Format every line of the items below as a Markdown table with the columns Row and Line, numbering each line and skipping blank lines. Leave the pictures out of the table.

(Point annotation items)
────────────────────

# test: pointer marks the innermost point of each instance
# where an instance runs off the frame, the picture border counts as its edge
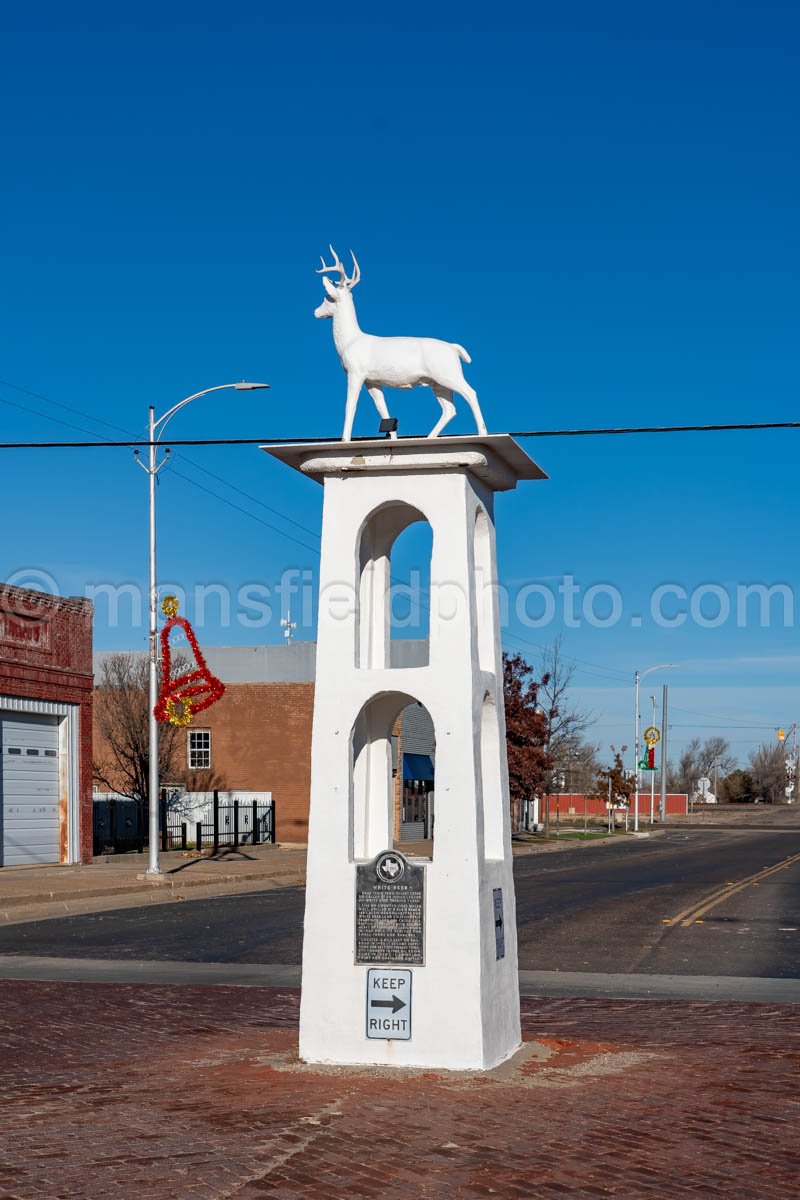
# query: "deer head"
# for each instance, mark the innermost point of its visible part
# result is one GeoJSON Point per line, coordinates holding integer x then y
{"type": "Point", "coordinates": [336, 292]}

────────────────────

COMPLETE OUTPUT
| Row | Line |
|---|---|
| 1 | # test: pointer marks the innermost point of each instance |
| 2 | # where an instance runs off the frame, the picture border counts as its edge |
| 3 | # query: "deer head" |
| 4 | # for each instance, mark the innermost point of its visible part |
| 5 | # result is one GeoJSON Point per line, coordinates holding integer x then y |
| 6 | {"type": "Point", "coordinates": [336, 292]} |